• _Sobre a tarefa_: Transcreva sem alterações a parte do trecho sobre o plano de paz da Casa Branca que vai de "Em 2008, o primeiro-ministro" a "Abbas, avaliou a proposta como insuficiente.", incluindo ambas as expressões.

• _Trecho fornecido_:
■ ■ ■
Vale jogar luzes sobre essencialmente duas delas, uma para o lado israelense e a outra, para o palestino, ausente no processo de confecção de um plano, que, ao ignorar uma das partes, funciona essencialmente como declaração política, a explicitar uma das visões para lidar com um dos vários embates do conflagrado Oriente Médio.

O presidente Donald Trump, à dir., e o premiê de Israel, Binyamin Netanyahu, durante anúncio do plano de paz na Casa Branca, em Washington
O presidente Donald Trump, à dir., e o premiê de Israel, Binyamin Netanyahu, durante anúncio do plano de paz na Casa Branca, em Washington - Mandel Ngan - 28.jan.2020/AFP

O projeto arquitetado por Jared Kushner, “primeiro-genro” da Casa Branca, escancara um diagnóstico histórico: o rotundo fracasso das lideranças palestinas com sua estratégia, ao longo de pelo menos sete décadas, de apostar, inicialmente, na via militar e, depois, no chamado “maximalismo”, rejeitando seguidamente propostas colocadas sobre a mesa desde o fim da Guerra Fria.

A conclusão é simples e lógica. Basta comparar os parâmetros desenhados pela Casa Branca com propostas de Israel apresentadas em 2000 e em 2008. Se as ideias israelenses fossem transformadas em um gráfico, a curva, do ponto de vista palestino, poderia ser um traço cadente, já que cada pacote representou diminuição do escopo das condições ofertadas.

Em 2000, na esteira do processo de paz de Oslo, o premiê Ehud Barak, um trabalhista apoiado por Bill Clinton, ofereceu o mais ousado pacote de concessões israelenses. O líder palestino, Yasser Arafat, avaliou a proposta como insuficiente.

Em 2008, o primeiro-ministro Ehud Olmert, do partido centrista Kadima, com respaldo de George W. Bush, apresentou nova oferta de paz, incluindo alguns dos pontos mais sensíveis do conflito, mas em abrangência menor do que o plano elaborado por Ehud Barak. O líder palestino, Mahmoud Abbas, avaliou a proposta como insuficiente.

Em 2020, o premiê Binyamin Netanyahu, do direitista Likud, endossa arquitetura desenhada pela Casa Branca, em condições, para os palestinos, muito mais desfavoráveis do que as apresentadas por Barak ou Olmert.

A ampliação da foto histórica também coloca a liderança palestina em cores desfavoráveis. A estratégia da rejeição aterrissou já em 1947, quando da oposição à partilha aprovada pela ONU e da opção pela via armada, com a invasão, em 1948, de Israel por uma coalizão de exércitos árabes.
■ ■ ■
(Entradas para rotulagem de caixas delimitadoras)
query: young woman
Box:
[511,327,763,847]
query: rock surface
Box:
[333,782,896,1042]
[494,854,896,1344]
■ ■ ■
• _Resposta_:
Em 2008, o primeiro-ministro Ehud Olmert, do partido centrista Kadima, com respaldo de George W. Bush, apresentou nova oferta de paz, incluindo alguns dos pontos mais sensíveis do conflito, mas em abrangência menor do que o plano elaborado por Ehud Barak. O líder palestino, Mahmoud Abbas, avaliou a proposta como insuficiente.